## AIM OF THE TASK
Please retype the material beneath this task exactly, starting with its first line and finishing with the line containing "box: [0, 924, 1568, 1726]".

## DATASET EXCERPTS
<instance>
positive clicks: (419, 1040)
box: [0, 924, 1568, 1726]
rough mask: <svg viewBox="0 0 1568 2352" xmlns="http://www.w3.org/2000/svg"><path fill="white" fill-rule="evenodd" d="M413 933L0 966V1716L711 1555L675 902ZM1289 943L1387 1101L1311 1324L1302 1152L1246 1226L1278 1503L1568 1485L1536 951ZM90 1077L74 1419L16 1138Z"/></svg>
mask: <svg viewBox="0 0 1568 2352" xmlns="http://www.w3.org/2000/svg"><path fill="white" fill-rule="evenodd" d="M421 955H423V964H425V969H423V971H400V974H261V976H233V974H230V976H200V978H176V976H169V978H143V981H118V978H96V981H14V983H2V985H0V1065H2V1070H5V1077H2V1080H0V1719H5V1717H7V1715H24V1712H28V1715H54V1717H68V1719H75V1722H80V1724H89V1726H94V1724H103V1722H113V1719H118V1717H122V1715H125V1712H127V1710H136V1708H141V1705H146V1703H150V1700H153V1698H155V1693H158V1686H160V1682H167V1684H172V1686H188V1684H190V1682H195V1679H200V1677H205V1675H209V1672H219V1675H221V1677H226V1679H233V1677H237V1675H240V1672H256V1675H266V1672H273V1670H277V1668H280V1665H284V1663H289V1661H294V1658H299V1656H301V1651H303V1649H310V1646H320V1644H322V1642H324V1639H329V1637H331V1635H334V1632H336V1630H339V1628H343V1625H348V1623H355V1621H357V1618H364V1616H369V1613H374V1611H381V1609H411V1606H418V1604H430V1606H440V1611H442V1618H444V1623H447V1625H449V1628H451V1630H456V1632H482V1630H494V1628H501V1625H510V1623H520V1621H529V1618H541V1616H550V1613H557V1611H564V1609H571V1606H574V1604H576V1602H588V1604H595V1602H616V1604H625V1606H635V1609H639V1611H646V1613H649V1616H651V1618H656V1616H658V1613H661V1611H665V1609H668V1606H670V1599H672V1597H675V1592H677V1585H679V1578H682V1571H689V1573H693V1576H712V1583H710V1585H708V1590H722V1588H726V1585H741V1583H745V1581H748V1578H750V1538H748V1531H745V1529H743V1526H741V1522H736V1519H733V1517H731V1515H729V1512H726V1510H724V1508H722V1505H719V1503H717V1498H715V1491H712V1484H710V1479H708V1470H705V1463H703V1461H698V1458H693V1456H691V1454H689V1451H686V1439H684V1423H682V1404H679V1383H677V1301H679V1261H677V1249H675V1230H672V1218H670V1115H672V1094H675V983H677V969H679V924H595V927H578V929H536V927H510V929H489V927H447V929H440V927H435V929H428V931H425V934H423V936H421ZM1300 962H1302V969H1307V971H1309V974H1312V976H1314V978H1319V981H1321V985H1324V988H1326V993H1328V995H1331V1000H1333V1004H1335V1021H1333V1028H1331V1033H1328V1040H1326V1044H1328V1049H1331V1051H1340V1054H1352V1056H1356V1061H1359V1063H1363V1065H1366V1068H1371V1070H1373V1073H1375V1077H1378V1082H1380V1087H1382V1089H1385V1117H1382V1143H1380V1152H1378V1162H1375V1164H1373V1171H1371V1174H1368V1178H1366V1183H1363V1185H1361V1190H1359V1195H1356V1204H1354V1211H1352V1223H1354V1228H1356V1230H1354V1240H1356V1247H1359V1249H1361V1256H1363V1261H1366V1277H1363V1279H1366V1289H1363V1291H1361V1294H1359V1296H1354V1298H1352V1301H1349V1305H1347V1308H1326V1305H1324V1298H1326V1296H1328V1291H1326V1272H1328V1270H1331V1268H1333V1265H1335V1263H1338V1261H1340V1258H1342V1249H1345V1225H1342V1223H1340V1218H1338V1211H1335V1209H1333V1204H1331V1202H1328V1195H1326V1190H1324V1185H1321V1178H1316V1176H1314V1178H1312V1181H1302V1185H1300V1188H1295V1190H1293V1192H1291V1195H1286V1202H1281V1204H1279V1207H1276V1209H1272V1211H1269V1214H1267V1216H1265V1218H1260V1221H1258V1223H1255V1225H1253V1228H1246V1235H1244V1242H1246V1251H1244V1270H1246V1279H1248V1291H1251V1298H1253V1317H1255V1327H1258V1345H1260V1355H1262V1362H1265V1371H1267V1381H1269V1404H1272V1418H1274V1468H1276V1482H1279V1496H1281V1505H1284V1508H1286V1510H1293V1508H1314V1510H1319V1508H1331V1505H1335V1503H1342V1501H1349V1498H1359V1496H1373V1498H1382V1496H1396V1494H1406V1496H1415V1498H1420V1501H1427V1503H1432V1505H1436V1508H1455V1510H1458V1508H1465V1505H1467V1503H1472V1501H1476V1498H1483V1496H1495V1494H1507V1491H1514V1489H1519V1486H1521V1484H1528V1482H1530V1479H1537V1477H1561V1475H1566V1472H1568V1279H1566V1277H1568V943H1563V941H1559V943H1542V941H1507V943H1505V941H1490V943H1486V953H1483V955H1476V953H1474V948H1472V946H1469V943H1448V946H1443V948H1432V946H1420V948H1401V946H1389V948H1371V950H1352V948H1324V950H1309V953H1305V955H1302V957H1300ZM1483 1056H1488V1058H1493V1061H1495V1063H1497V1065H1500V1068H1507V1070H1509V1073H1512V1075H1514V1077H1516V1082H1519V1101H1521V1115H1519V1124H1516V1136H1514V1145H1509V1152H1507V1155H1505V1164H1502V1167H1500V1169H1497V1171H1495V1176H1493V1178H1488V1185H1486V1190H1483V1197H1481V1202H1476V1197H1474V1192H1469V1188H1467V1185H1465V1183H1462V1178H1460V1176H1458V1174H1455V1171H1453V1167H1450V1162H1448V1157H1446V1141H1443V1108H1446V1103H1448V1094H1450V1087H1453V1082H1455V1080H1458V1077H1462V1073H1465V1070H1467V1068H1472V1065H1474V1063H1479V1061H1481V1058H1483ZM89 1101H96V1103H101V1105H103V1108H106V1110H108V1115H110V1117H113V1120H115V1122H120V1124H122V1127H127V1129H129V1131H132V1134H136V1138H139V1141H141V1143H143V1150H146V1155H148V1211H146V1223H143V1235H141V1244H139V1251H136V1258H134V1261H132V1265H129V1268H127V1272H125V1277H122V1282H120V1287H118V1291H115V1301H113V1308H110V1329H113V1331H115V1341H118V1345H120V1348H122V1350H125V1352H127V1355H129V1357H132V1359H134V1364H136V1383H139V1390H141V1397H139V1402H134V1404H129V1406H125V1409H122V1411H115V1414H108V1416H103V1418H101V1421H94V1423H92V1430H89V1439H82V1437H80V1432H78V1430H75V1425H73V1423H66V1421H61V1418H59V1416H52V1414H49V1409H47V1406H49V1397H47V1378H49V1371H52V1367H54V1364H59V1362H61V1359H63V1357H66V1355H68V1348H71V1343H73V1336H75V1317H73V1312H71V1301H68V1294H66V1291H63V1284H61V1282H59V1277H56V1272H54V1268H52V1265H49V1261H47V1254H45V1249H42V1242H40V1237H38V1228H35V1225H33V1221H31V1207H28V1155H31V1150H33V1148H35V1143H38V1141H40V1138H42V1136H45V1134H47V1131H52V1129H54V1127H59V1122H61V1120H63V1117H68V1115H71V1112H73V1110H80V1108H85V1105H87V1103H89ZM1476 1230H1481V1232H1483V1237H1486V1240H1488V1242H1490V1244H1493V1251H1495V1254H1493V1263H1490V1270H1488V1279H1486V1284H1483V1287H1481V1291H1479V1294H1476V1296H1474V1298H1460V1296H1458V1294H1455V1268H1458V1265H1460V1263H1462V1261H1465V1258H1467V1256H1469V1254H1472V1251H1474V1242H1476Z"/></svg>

## EXERCISE RESPONSE
<instance>
positive clicks: (419, 1040)
box: [0, 924, 1568, 1726]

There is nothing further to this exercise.